Work to be completed. Strip out all images, then restate the data verbatim.

Data records:
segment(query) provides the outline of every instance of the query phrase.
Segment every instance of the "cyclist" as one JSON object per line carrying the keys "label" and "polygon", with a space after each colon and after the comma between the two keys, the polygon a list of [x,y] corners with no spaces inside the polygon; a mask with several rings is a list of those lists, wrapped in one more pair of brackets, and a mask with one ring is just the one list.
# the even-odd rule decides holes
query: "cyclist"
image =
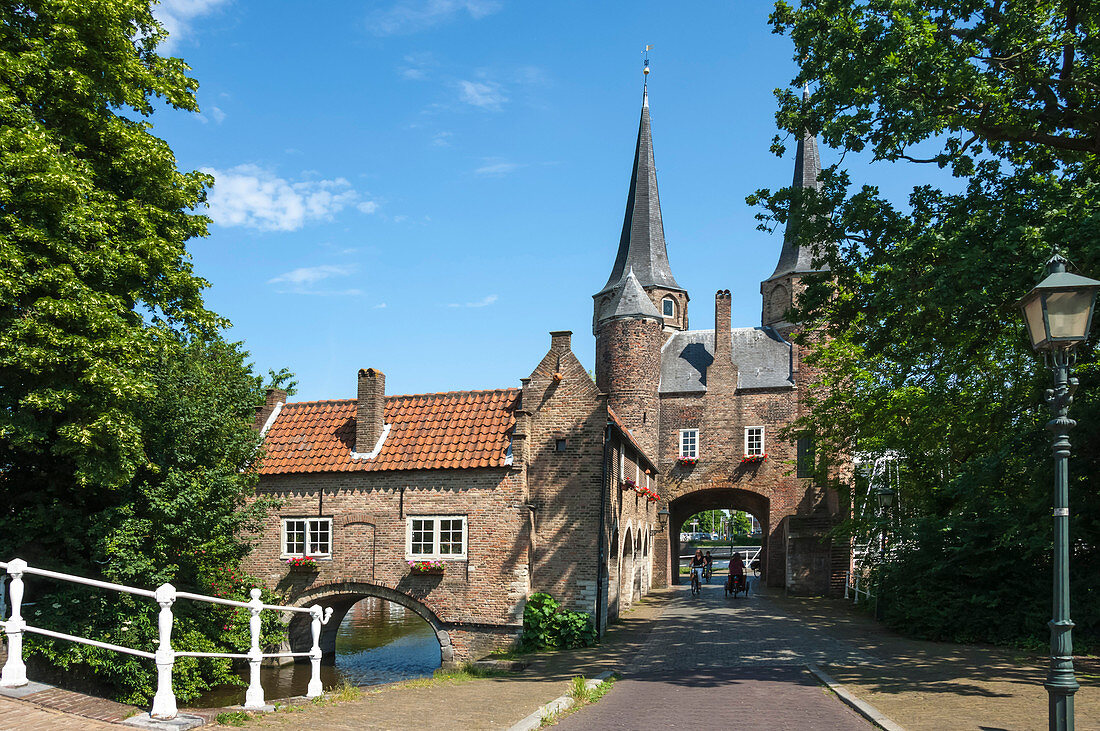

Solution to the problem.
segment(query) provides the outline of every instance of the query phrase.
Segment every instance of the "cyclist" as one JSON object per line carrying the keys "label" and "polygon", with a space after each colon and after the comma between the two keys, the polygon a list of [x,y] corners with no spaces inside the polygon; a mask with several rings is a list of those lists, wrapped in one more pair of brackets, and a mask with one ring is just the one list.
# the even-odd rule decides holes
query: "cyclist"
image =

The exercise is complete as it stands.